» **Required action**
Each line from the one containing "of the distant" to the end of the listing below should be output exactly; no other line is wanted.

[Opening Data provided section]

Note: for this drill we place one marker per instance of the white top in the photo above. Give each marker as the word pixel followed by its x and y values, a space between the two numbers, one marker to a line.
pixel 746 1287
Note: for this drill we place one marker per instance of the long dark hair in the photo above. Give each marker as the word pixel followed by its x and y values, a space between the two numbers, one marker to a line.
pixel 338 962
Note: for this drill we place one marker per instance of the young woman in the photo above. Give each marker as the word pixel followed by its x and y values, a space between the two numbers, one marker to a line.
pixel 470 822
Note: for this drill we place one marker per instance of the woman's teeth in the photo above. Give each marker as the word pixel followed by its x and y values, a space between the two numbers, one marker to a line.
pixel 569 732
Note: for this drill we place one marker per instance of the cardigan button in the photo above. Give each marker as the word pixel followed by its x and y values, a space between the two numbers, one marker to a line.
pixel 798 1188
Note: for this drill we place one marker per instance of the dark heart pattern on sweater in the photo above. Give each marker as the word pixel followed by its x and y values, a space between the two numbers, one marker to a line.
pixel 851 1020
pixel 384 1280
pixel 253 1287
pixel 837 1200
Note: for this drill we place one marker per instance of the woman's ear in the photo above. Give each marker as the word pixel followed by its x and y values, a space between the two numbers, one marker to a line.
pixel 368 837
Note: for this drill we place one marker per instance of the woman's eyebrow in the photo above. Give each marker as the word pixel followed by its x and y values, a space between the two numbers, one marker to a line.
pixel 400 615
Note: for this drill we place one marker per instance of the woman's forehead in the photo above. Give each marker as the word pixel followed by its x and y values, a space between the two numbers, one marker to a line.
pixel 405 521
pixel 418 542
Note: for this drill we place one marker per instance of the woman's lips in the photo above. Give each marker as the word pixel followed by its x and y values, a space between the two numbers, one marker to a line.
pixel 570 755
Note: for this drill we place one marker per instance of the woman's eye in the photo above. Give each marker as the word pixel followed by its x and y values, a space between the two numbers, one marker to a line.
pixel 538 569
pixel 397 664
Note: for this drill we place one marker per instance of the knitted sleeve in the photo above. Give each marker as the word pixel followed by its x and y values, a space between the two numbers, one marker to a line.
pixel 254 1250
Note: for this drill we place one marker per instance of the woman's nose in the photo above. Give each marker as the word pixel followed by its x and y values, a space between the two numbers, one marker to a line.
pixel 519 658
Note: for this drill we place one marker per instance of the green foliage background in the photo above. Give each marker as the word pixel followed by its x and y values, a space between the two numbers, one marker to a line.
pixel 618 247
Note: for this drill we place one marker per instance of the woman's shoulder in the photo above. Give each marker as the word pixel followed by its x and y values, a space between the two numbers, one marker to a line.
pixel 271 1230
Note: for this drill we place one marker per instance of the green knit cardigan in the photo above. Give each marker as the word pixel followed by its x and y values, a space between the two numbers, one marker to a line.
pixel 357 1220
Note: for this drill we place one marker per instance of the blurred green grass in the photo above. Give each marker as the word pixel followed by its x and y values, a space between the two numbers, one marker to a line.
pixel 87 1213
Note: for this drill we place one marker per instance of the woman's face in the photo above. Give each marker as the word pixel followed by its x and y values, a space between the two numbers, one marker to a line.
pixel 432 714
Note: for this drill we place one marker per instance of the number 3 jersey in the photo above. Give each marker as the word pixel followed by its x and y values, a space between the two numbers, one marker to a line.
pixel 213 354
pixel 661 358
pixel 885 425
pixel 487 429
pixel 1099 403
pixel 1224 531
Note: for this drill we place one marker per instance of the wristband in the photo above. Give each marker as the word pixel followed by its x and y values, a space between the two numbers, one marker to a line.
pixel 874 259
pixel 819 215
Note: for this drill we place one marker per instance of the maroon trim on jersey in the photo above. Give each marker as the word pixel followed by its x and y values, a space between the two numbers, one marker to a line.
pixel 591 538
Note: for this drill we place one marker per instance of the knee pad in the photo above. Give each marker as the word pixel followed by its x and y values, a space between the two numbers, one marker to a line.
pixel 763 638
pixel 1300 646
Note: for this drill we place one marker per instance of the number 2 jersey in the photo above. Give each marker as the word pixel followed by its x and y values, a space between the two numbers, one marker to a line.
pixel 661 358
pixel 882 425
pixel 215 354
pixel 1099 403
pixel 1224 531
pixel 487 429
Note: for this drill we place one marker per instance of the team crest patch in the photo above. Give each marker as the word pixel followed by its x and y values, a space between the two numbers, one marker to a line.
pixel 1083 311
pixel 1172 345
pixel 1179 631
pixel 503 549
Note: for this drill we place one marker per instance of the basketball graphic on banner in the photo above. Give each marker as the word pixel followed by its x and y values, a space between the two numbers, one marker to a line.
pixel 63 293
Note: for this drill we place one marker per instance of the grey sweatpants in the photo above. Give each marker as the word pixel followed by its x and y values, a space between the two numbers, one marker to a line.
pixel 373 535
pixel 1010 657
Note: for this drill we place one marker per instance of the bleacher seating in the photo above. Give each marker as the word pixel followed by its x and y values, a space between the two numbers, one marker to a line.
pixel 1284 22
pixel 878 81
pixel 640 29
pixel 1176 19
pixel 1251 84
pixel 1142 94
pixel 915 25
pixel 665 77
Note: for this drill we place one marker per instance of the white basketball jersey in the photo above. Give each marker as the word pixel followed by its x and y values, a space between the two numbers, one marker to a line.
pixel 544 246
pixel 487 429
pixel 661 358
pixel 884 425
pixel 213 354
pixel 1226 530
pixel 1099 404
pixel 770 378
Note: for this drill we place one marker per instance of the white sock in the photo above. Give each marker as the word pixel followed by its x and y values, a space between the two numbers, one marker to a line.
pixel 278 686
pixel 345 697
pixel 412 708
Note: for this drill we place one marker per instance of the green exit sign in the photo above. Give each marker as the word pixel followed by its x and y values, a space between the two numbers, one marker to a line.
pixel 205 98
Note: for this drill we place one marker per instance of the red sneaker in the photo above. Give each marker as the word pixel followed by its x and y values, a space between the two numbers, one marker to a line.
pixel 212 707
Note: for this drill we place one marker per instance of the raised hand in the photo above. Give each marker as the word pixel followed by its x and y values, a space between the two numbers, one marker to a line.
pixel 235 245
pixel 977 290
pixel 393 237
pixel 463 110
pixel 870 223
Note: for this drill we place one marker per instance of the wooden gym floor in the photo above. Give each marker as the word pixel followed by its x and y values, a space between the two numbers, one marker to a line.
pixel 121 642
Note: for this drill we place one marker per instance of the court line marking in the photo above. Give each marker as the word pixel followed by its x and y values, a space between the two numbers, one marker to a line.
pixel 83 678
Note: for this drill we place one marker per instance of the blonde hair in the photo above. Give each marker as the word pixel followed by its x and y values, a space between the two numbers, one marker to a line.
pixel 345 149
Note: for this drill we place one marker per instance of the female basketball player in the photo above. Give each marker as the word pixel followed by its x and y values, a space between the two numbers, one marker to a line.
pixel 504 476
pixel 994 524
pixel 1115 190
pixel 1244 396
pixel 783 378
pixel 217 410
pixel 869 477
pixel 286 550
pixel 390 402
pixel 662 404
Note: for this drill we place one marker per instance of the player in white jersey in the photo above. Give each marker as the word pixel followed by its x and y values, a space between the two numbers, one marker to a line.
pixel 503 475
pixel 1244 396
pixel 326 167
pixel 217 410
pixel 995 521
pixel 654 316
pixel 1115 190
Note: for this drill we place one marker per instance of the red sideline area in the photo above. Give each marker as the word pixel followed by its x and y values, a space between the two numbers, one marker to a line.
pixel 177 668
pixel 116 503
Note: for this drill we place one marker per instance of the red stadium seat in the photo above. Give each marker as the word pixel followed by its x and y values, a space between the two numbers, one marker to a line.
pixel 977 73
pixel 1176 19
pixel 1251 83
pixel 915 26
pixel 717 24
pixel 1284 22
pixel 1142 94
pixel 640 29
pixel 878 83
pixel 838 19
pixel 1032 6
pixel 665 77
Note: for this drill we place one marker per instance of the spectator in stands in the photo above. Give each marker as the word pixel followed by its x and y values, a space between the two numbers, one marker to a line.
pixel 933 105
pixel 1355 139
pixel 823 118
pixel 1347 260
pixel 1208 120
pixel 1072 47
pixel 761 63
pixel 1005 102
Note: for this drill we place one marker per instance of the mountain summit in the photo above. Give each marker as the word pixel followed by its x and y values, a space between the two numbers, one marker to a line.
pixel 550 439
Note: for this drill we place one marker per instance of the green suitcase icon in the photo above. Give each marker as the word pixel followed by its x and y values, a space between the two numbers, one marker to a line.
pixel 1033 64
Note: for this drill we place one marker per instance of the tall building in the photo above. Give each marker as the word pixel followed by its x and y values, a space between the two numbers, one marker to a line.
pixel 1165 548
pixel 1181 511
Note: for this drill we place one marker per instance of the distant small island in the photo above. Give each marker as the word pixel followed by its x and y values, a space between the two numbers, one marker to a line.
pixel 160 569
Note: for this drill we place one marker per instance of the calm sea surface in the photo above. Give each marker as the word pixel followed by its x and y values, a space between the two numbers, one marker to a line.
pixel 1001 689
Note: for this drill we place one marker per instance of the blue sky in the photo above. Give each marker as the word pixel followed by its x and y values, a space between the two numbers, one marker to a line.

[Closing Data provided section]

» **Task response**
Note: for this drill we place one marker per instance of the distant small island in the photo above. Give each marker as the word pixel followed by its x and y values, a space between the two numbers, one marker to a line.
pixel 160 569
Note: for this drill we place one marker per instance of the calm sea surface in the photo above. Give each marker as the word pixel followed by its x and y values, a space between the two numbers, one marker to a line.
pixel 1001 689
Note: for this drill we place one marker per instance of the blue sky in the photo above. Give each marker as the word pixel followed by its x and y values, a space between the two numbers, one marker to a line.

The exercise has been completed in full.